* begin MATERIAL *

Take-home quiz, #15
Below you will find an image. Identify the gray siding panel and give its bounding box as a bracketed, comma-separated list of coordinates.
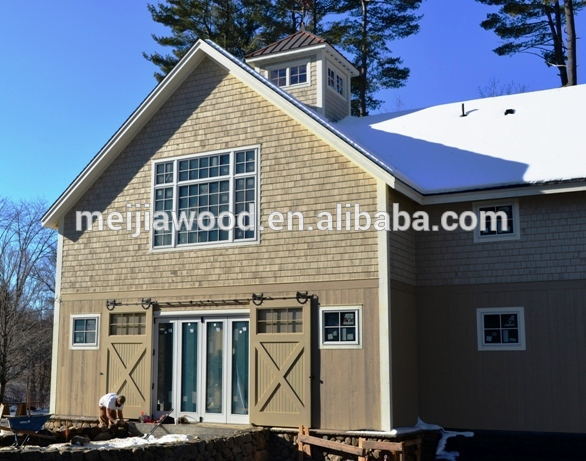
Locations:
[417, 192, 586, 285]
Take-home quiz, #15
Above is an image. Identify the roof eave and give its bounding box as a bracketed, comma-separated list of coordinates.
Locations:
[41, 40, 210, 229]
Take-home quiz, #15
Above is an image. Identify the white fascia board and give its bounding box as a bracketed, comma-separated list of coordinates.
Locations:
[245, 43, 326, 65]
[418, 181, 586, 205]
[204, 43, 395, 193]
[41, 42, 205, 229]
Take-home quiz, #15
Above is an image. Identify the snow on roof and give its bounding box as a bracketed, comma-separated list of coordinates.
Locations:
[334, 85, 586, 194]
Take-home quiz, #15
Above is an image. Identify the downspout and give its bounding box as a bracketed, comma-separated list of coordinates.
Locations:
[49, 222, 64, 414]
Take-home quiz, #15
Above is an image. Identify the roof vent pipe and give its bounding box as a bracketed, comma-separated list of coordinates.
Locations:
[460, 103, 468, 117]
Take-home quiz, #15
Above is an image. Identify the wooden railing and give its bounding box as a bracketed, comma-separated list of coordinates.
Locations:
[297, 426, 422, 461]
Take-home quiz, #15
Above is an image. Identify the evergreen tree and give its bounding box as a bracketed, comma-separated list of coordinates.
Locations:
[265, 0, 336, 36]
[477, 0, 586, 86]
[143, 0, 274, 81]
[326, 0, 421, 117]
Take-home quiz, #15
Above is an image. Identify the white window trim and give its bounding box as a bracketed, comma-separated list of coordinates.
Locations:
[149, 144, 261, 253]
[69, 314, 101, 350]
[325, 62, 350, 101]
[472, 200, 521, 243]
[476, 307, 526, 351]
[265, 59, 311, 88]
[318, 305, 362, 349]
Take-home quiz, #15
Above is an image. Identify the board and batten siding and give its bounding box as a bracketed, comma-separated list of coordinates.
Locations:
[56, 56, 380, 429]
[417, 280, 586, 433]
[62, 60, 378, 293]
[258, 55, 320, 109]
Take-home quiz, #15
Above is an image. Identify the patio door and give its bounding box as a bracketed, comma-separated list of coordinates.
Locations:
[155, 316, 249, 423]
[250, 303, 311, 427]
[102, 308, 152, 418]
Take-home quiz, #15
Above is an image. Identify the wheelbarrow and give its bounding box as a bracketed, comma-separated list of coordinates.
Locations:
[1, 415, 51, 447]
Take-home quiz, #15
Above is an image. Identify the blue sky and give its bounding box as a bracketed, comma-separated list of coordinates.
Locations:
[0, 0, 586, 202]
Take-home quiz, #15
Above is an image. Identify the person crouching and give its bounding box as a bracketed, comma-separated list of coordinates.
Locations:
[98, 392, 126, 428]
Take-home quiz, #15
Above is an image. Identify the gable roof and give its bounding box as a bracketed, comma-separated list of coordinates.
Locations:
[246, 30, 327, 59]
[41, 40, 396, 229]
[41, 40, 586, 229]
[334, 85, 586, 194]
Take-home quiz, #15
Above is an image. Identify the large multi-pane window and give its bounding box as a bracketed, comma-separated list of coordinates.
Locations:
[328, 67, 346, 98]
[474, 201, 520, 242]
[153, 149, 258, 248]
[319, 306, 362, 349]
[70, 314, 100, 349]
[476, 307, 525, 350]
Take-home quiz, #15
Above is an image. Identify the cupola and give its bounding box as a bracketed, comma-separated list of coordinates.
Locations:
[246, 31, 358, 122]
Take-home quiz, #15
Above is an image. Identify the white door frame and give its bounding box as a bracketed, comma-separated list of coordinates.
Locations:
[152, 311, 250, 424]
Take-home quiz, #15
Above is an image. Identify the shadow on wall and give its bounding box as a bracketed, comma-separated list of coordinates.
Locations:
[64, 60, 228, 242]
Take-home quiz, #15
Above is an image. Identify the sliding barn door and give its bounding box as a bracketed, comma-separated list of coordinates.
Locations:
[250, 302, 311, 427]
[101, 308, 153, 418]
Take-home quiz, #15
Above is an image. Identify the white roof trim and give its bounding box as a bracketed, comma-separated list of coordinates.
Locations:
[41, 40, 395, 228]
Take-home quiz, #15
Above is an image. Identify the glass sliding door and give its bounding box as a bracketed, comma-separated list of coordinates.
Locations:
[154, 315, 249, 424]
[228, 320, 249, 422]
[180, 322, 200, 413]
[155, 322, 175, 413]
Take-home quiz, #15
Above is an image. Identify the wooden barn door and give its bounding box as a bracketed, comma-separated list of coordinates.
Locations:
[250, 301, 311, 427]
[102, 307, 153, 418]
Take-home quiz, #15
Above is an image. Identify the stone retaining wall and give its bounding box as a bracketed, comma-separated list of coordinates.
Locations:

* end MATERIAL *

WHAT YOU SHOULD DO: Show every line of the material above that contains the string "siding".

SOLUTION FOR THIS PROBLEM:
Below you will find an image. Identify the gray siding panel and give its bounding box as a bracketed, comma-separated list of coordinates.
Above is an image. Identify the board and batten siding and give its bounding box as a bracketed, comma-separated list of coordinates.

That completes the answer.